*Work to be completed:* Output every line of the following items verbatim, keeping their order and formatting unchanged.

[Start]

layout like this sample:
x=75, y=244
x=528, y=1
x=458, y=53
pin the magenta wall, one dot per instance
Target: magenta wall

[End]

*Exercise output:*
layout like this sample:
x=75, y=244
x=528, y=1
x=458, y=53
pin the magenta wall, one dot per instance
Target: magenta wall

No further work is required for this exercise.